| Task goal |
Locate every line in the records below that contains the word "night", and copy each of those lines in full.
* Begin Given entries *
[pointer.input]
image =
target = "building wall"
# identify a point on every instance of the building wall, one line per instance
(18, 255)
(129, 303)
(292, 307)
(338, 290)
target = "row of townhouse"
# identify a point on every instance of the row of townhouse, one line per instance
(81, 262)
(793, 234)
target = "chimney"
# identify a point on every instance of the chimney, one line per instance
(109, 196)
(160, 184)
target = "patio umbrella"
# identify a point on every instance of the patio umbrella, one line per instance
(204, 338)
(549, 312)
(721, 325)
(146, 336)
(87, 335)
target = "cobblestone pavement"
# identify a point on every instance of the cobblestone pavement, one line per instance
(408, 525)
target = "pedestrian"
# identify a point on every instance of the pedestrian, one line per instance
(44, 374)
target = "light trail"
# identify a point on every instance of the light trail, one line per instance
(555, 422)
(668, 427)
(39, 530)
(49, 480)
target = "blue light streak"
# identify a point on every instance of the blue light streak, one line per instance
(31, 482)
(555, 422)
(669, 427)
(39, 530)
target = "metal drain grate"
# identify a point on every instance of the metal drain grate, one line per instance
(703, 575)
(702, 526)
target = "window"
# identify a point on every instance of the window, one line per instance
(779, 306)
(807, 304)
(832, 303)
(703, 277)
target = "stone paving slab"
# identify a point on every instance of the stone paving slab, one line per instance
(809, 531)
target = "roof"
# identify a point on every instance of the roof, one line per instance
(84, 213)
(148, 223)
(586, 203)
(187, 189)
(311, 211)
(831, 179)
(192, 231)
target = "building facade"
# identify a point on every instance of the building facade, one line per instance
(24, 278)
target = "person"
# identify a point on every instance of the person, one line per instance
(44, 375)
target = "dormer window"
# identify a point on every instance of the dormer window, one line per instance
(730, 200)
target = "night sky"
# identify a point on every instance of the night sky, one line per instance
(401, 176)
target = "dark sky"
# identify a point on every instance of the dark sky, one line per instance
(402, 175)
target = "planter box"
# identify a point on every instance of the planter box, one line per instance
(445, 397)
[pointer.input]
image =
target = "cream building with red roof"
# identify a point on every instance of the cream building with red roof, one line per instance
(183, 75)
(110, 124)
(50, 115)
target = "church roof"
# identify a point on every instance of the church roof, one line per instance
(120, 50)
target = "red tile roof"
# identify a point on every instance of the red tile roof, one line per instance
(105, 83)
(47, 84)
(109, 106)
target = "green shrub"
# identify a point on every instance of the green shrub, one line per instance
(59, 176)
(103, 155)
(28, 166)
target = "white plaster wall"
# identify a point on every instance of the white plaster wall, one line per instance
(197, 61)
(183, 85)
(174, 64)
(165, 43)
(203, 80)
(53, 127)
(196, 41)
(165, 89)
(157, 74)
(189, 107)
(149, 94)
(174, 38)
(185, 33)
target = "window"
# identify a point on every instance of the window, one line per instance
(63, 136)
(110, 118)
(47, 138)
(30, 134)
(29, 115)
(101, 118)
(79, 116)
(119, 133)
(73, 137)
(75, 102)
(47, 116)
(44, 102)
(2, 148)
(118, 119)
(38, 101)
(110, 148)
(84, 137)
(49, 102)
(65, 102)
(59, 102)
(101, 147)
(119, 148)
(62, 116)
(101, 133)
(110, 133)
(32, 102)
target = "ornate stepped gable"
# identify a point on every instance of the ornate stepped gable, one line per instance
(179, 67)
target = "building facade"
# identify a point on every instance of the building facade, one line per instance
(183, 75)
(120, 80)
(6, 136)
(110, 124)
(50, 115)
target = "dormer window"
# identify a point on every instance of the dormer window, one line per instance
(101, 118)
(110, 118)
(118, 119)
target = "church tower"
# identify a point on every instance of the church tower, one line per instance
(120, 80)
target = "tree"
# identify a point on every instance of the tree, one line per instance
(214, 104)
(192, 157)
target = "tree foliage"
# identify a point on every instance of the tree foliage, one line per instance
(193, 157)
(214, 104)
* End Given entries *
| Correct answer |
target = "night sky"
# identify a point on every instance of the night sky, one line per instance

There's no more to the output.